STORED DATA

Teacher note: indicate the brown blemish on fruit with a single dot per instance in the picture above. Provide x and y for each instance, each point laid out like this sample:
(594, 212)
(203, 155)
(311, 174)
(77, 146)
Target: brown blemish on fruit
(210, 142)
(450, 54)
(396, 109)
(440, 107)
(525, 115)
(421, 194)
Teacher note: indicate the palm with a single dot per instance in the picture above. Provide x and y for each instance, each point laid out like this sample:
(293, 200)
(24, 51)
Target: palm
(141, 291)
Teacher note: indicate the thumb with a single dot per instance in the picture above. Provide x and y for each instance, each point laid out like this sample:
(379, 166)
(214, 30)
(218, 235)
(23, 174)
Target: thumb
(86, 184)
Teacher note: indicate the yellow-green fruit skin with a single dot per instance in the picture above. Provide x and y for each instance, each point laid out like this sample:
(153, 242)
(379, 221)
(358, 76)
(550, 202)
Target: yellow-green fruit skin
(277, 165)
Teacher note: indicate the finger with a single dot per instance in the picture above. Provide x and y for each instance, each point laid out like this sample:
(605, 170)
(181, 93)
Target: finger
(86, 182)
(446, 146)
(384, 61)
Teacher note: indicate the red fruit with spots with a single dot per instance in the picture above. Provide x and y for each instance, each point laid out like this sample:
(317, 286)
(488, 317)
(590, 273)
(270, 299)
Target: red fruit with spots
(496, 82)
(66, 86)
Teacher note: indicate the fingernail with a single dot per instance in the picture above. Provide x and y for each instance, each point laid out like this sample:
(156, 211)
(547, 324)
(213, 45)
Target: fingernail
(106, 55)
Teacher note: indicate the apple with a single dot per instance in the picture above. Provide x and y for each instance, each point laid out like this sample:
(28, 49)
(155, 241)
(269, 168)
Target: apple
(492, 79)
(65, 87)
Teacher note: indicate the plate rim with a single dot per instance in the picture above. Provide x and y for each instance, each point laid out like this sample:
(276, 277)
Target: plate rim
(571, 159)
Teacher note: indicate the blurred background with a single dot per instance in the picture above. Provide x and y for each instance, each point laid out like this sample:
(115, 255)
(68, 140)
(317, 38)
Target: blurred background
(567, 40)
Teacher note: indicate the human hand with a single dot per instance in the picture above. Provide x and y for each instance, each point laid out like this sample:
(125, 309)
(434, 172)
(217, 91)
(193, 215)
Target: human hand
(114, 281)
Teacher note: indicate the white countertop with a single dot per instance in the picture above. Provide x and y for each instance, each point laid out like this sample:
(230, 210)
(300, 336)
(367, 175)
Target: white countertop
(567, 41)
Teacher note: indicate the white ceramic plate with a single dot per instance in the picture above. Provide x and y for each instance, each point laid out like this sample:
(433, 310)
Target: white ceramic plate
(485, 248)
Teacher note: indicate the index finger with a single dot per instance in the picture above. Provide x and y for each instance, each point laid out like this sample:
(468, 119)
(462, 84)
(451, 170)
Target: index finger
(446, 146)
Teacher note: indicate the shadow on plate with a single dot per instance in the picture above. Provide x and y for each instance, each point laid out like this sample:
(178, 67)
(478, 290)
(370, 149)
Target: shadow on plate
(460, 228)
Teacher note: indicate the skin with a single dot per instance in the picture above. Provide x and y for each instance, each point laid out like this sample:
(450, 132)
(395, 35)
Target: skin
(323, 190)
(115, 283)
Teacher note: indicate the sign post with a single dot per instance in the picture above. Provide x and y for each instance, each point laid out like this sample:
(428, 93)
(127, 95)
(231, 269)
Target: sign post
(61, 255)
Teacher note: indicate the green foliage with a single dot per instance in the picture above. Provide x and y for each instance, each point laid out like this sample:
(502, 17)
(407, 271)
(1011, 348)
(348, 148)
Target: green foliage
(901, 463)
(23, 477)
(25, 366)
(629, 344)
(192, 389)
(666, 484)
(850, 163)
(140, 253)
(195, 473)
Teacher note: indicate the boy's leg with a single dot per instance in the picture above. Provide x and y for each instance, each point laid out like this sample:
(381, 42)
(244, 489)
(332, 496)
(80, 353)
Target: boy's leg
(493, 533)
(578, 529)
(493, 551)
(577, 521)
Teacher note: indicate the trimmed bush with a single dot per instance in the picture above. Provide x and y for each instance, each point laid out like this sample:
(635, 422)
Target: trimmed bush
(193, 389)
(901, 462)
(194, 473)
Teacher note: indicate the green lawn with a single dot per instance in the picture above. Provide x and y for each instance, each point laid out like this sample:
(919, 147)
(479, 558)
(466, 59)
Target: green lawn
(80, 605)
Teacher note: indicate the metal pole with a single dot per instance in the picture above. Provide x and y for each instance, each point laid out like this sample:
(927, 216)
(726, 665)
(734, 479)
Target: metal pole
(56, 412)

YOUR TASK
After reading the data, retype all of it exactly as it reads.

WRITTEN SOLUTION
Teacher note: indicate the brown blemish on fruit with a single dot per instance in the picture above. Provide x and y for each instance, each point laid out like this sample:
(594, 212)
(203, 155)
(311, 174)
(77, 146)
Target: brown blemish on fruit
(210, 142)
(450, 54)
(396, 109)
(440, 107)
(525, 115)
(421, 194)
Teacher note: indicate the palm with a single dot per instance in the picture above. Provide x and y for each instance, each point laid out like this sample:
(293, 200)
(24, 51)
Target: palm
(141, 291)
Teacher note: indicate the thumb with a single dot per instance in the picture above. Provide x and y for each instance, each point laid out like this sample:
(379, 166)
(214, 30)
(218, 235)
(23, 174)
Target: thumb
(86, 184)
Teacher note: indicate the yellow-green fruit skin with a single dot per instance in the picture above. Provide x and y for each instance, each point laid out like this sample:
(153, 242)
(379, 221)
(358, 76)
(550, 202)
Target: yellow-green fruit skin
(277, 165)
Teacher note: indicate the finger with a single dot per instance in the picture above. Provide x and y for each instance, each point laid out like this sample:
(605, 170)
(181, 93)
Target: finger
(86, 182)
(446, 146)
(384, 61)
Teacher note: indicate the red fruit with spots with a single dot per instance in the picture above. Provide x and y for each instance, each point laid out like this sample:
(317, 286)
(488, 317)
(590, 273)
(270, 299)
Target: red fruit with spots
(496, 82)
(66, 86)
Teacher note: indicate the fingernail with a single dot per instance in the picture above. Provide x and y for each instance, each point laid out like this sample:
(156, 211)
(547, 324)
(213, 45)
Target: fingernail
(106, 55)
Teacher note: indicate the apple with a single dot per instance in the picture above. Provide x and y for each instance, each point laid out like this sample:
(28, 49)
(155, 241)
(269, 168)
Target: apple
(492, 79)
(65, 87)
Teacher note: indicate the plate rim with a single dot per instance in the picture above. Provide x and y for each instance, each point laid out like this sample:
(276, 277)
Target: plate rim
(571, 159)
Teacher note: indicate the blurred background with a single dot per instance in the picture above. Provide x and y for each instance, each point laid out like this sample:
(115, 255)
(68, 140)
(317, 38)
Target: blurred background
(567, 40)
Teacher note: indicate the human hand with a single dot per instance in the picture above. Provide x and y for each instance, each point laid out like this sample:
(125, 309)
(434, 172)
(217, 91)
(193, 215)
Target: human hand
(114, 281)
Teacher note: indicate the white countertop with a single dot per instance in the picture above. Provide x and y for each instance, each point laid out like this sample:
(230, 210)
(300, 336)
(367, 175)
Target: white countertop
(567, 41)
Teacher note: indicate the white ceramic plate with a single dot per instance in the picture above. Provide x and y for each instance, each point laid out like this sample:
(433, 310)
Target: white ceramic plate
(485, 248)
Teacher note: indicate the index finger with a single dot per instance in the picture above. Provide x and y for each instance, each point laid out like this sample:
(468, 119)
(462, 84)
(451, 170)
Target: index finger
(446, 146)
Teacher note: indicate the shadow on plate with a single dot per instance in the picture above. Provide x and y for each instance, each point laid out like this sample:
(178, 67)
(478, 290)
(370, 149)
Target: shadow on plate
(460, 228)
Teacher note: indicate the skin with a single dot per instance in the picture above. Provide x and y for each instance, each point laid out like this sample:
(450, 132)
(395, 35)
Target: skin
(323, 190)
(115, 283)
Teacher note: indicate the sign post with a single dot per instance in the picture above. Provide x and y for each instance, each point laid out like this sample:
(428, 93)
(127, 95)
(231, 269)
Target: sign post
(61, 255)
Teacher note: indicate the green foliage with a single dot per instance in the picture above. Provide x and y for each instance, each point laid out like this sample:
(502, 17)
(407, 271)
(1011, 348)
(348, 148)
Target: green foliage
(901, 463)
(23, 477)
(25, 366)
(629, 344)
(192, 389)
(666, 484)
(850, 163)
(140, 253)
(195, 473)
Teacher note: indicate the boy's leg with a single dot per instance in the picture above. Provide x and y for each instance, each point laid out like this sample:
(381, 42)
(244, 489)
(332, 496)
(80, 353)
Target: boy's leg
(493, 533)
(578, 529)
(493, 551)
(577, 521)
Teacher note: indicate the trimmed bush with a single dot per instance in the picture above. Provide x and y for each instance, each point laid out like this sample:
(635, 422)
Target: trimmed bush
(193, 389)
(901, 462)
(194, 473)
Teacher note: indicate the green lawn with a single dot per instance in the picture above. Provide x and y for each instance, each point laid out like this sample:
(919, 147)
(479, 558)
(466, 59)
Target: green lawn
(80, 605)
Teacher note: indicate the metal pole with a single dot per instance in the picture above. Provide x and y for each instance, each point laid out like this sample:
(927, 216)
(726, 665)
(734, 479)
Target: metal pole
(56, 412)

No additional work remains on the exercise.